# Puppy Pictures



## C's Mom (Dec 7, 2009)

They are too cute and so big now. Would love to be able to hold them.


----------



## Jamm (Mar 28, 2010)

Oh myy god, SO cute!!!! I love their little warm fuzzy bodies!


----------



## EvilNessCroft (Feb 17, 2009)

*deep breath* Aaaaaaaaaaaaaaaw!  Look at that face! Adorable!


----------



## Cathy's Gunner (Dec 4, 2008)

I was hoping for some more pictures. They are so cute. Keep those pictures coming.....


----------



## xSLZx (Jul 25, 2010)

How cute!!


----------



## MittaBear (Mar 9, 2010)

How adorable! I love the little one lying on his back.


----------



## janine (Aug 8, 2009)

So cute...I want to kiss that little puppy tummy!!!


----------



## Cathy's Gunner (Dec 4, 2008)

They are just beautiful!

* * * * * * *

Problem: Please carry on the puppy pictures thread above, starting right after its last comment.

Record list:

* * * * * * *

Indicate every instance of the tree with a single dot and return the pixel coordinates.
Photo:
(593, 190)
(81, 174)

* * * * * * *

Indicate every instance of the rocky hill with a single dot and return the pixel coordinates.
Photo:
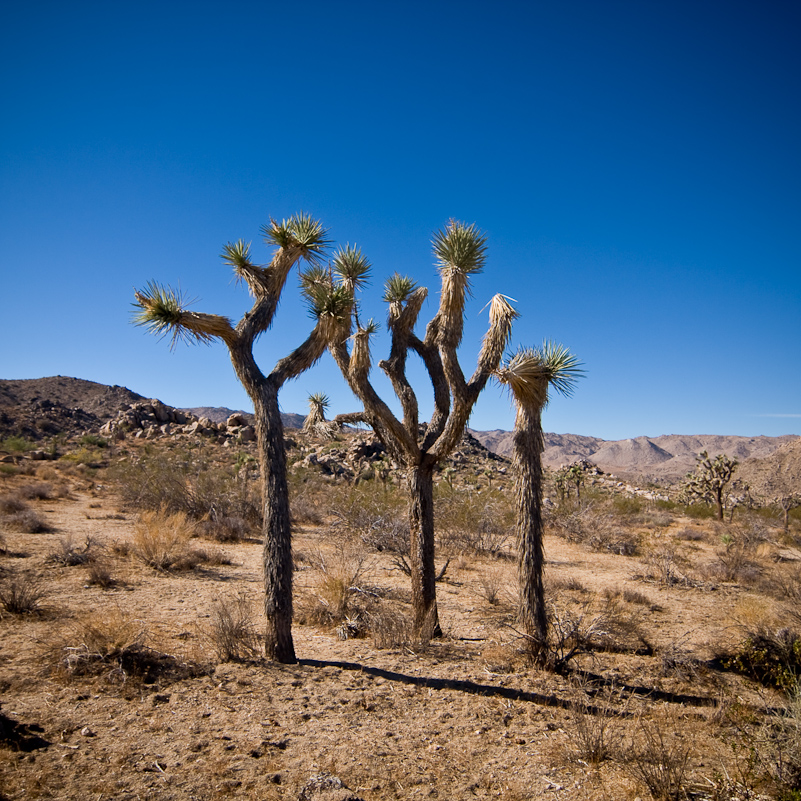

* * * * * * *

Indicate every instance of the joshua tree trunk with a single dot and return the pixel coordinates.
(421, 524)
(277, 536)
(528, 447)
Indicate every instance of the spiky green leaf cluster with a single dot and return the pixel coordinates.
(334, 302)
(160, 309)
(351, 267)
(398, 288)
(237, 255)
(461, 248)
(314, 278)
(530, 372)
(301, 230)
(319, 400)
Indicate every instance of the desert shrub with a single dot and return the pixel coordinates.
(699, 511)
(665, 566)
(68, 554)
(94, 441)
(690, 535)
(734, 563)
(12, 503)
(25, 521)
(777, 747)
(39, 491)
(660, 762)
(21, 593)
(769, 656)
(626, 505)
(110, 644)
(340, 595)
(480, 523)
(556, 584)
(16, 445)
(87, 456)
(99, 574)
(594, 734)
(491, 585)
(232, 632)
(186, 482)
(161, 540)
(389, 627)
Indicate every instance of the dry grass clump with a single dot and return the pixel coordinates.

* * * * * * *

Output for this task:
----------



## breec3 (Jan 7, 2008)

Mr. Yellow escaped the whelping box yesterday The first escapeeeee, yikes!! Picking up new batteries more pics tonight They all have their eyes open now They have blessed my life in so many ways. They make me smile each day.


----------



## Lestorm (Feb 25, 2007)

Bless! hello little pups, you are the sweetest ever!


----------



## olik (Apr 13, 2008)

ohhh,how sweet!!!


----------



## Angelina (Aug 11, 2011)

So cute! Please send puppy breath!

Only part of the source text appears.